# Work request:
The answer must restate every entry exactly as it appears.

START Provided information

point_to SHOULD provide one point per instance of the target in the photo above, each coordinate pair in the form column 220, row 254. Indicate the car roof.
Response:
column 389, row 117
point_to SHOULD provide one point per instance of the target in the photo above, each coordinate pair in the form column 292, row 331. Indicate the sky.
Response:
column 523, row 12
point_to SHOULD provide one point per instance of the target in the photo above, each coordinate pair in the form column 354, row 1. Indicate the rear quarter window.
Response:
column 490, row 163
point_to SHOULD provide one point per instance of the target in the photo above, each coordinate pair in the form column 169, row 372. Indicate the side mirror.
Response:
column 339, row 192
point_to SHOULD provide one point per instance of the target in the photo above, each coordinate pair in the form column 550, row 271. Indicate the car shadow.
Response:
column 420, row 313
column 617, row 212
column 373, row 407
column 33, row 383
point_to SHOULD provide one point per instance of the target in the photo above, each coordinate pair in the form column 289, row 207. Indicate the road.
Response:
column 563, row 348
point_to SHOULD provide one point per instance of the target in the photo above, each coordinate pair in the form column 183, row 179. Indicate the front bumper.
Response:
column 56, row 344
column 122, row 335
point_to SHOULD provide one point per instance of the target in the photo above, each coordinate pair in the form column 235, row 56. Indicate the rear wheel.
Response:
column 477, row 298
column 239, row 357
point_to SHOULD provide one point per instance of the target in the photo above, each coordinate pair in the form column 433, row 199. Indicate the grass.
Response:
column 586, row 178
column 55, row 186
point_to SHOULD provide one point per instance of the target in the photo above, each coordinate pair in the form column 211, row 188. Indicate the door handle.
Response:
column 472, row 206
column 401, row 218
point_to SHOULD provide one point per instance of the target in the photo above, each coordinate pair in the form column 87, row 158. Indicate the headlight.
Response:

END Provided information

# Worked solution:
point_to SHOULD provide one point per instance of the target in the photo above, each coordinate pair in the form column 220, row 254. Indicate the car roof.
Response:
column 389, row 117
point_to SHOULD provide one point per instance of the target in the photo above, each coordinate pair in the form column 292, row 331. Indicate the sky.
Response:
column 523, row 12
point_to SHOULD provide one point per instance of the target in the photo above, each coordinate pair in the form column 354, row 1. Indicate the rear quarter window.
Response:
column 490, row 163
point_to SHOULD provide one point per instance of the target in the photo above, each coordinate pair in the form column 169, row 372. Indicate the side mirror.
Response:
column 339, row 192
point_to SHOULD provide one point per instance of the target in the photo above, each coordinate pair in the form column 550, row 271. Indicate the car shadow.
Response:
column 420, row 313
column 617, row 212
column 373, row 407
column 33, row 383
point_to SHOULD provide one point per instance of the target in the photo above, each coordinate pair in the form column 289, row 207. Indicate the road.
Response:
column 563, row 348
point_to SHOULD provide one point per instance of the target in the photo above, each coordinate pair in the form column 183, row 179. Indicate the front bumper.
Response:
column 56, row 344
column 122, row 335
point_to SHOULD provide one point per instance of the target in the photo above, each coordinate pair in the form column 235, row 56. Indicate the rear wheel.
Response:
column 477, row 298
column 239, row 357
point_to SHOULD provide one point per instance of the target in the photo above, each coordinate pair in the form column 433, row 199. Indicate the grass.
Response:
column 586, row 178
column 55, row 186
point_to SHOULD provide one point per instance of the target in the photo above, each coordinate pair in the form column 211, row 188. Indicate the door handle.
Response:
column 472, row 206
column 401, row 218
point_to SHOULD provide one point per instance of the target in the photo above, each coordinate pair in the form column 87, row 158. Indicate the headlight.
Response:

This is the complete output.